▶ _Instructions for the task_:
Print all of the records below again without a single difference.

▶ _Stored data_:

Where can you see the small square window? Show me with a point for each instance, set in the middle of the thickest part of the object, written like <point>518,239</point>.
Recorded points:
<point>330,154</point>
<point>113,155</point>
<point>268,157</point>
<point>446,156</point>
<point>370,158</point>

▶ _Response to the exercise_:
Where can you see the small square window? Show me with a point for each instance, set in the middle of the thickest part of the object, written like <point>518,239</point>.
Recorded points:
<point>330,154</point>
<point>113,155</point>
<point>268,157</point>
<point>446,156</point>
<point>370,158</point>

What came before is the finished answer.